Top of Data for analysis

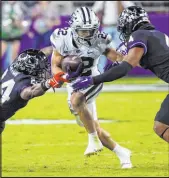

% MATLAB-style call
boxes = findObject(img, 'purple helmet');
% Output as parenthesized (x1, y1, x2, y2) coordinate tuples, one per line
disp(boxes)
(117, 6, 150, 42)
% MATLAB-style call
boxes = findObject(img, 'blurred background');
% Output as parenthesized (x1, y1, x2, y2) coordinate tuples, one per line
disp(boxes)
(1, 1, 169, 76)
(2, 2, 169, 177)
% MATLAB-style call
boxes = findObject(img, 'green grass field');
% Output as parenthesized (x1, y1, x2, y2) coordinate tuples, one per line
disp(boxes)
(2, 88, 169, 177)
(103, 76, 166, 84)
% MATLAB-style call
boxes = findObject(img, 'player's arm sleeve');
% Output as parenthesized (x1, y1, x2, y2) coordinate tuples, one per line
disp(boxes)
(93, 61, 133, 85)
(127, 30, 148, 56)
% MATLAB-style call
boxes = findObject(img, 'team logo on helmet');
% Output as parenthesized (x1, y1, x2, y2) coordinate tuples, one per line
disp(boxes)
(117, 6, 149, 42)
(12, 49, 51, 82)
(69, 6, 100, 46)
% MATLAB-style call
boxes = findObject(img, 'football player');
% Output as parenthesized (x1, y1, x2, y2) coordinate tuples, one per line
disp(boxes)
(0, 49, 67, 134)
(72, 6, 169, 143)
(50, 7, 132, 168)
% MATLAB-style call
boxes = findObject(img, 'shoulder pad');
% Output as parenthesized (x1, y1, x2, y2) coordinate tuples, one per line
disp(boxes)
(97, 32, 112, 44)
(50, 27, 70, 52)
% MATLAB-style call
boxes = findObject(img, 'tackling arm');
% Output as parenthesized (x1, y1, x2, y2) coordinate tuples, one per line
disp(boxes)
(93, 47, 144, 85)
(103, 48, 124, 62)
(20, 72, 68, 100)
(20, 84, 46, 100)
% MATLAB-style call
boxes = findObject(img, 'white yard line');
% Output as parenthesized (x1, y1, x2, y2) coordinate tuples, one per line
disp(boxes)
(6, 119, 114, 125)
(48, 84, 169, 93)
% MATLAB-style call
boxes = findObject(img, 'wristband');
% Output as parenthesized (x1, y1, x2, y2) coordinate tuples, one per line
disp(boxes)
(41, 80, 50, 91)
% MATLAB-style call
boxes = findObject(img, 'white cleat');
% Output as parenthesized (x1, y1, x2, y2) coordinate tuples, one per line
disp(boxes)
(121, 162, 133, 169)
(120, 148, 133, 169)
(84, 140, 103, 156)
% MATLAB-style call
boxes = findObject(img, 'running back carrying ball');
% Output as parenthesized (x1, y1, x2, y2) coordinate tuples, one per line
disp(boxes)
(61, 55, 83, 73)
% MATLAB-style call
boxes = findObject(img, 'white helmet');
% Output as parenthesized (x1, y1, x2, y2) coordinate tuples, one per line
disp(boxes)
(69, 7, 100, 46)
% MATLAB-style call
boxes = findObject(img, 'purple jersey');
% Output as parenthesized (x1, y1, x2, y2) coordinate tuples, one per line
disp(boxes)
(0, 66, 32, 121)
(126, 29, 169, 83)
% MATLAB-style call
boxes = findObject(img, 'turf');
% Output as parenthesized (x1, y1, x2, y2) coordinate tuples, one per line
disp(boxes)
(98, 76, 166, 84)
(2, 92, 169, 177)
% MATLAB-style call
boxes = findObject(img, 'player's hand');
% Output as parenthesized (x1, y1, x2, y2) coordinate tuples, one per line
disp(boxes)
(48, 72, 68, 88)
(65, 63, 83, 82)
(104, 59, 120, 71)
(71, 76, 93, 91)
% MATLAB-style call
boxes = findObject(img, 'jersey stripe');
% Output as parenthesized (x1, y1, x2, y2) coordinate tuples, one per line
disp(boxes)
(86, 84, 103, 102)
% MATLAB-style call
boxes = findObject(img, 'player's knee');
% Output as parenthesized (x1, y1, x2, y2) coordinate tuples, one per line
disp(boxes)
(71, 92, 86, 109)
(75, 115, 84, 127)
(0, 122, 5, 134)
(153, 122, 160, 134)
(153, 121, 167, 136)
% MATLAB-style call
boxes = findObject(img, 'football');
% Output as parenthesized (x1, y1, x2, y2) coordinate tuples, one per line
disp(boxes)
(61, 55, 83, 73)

Bottom of Data for analysis
Top of Data for analysis

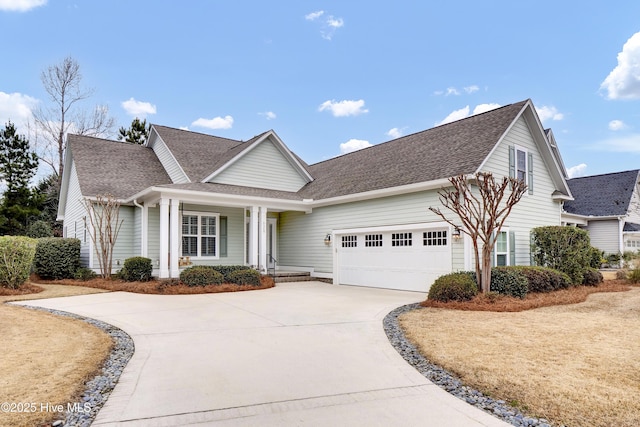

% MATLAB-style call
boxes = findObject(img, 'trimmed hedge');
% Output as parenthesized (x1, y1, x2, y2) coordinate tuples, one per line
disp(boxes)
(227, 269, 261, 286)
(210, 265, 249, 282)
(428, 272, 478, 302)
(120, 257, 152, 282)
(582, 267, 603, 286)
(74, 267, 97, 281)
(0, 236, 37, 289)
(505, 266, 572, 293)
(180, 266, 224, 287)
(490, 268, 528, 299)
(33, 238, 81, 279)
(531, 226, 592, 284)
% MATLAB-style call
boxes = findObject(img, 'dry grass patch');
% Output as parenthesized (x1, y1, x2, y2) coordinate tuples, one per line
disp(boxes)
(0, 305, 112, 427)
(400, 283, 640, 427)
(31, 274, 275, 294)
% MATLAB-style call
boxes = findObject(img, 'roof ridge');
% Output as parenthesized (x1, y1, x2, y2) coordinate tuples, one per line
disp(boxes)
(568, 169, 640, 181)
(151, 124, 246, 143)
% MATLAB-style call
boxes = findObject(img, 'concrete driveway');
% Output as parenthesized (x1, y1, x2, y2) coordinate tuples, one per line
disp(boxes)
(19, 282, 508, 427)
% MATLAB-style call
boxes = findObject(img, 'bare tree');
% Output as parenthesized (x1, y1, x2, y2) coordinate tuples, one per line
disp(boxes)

Bottom of Data for analysis
Top of Data for analysis

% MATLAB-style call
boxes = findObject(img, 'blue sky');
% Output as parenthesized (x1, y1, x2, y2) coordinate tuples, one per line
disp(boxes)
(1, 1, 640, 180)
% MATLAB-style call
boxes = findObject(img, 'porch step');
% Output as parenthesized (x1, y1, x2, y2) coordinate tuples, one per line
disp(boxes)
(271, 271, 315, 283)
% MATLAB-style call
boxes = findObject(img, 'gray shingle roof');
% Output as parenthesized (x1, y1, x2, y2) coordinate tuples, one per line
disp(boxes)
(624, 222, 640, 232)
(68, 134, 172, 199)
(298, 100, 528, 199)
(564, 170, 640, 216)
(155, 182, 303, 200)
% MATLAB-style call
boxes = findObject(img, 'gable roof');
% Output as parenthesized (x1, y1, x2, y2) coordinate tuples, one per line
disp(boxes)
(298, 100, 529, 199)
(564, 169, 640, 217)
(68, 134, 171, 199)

Bottom of Data for analysis

Task brief: Note each line of the entries that has "jersey" in it, and copy those lines.

Task solution:
boxes = findObject(img, 'purple jersey');
boxes = findObject(img, 'jersey stripe');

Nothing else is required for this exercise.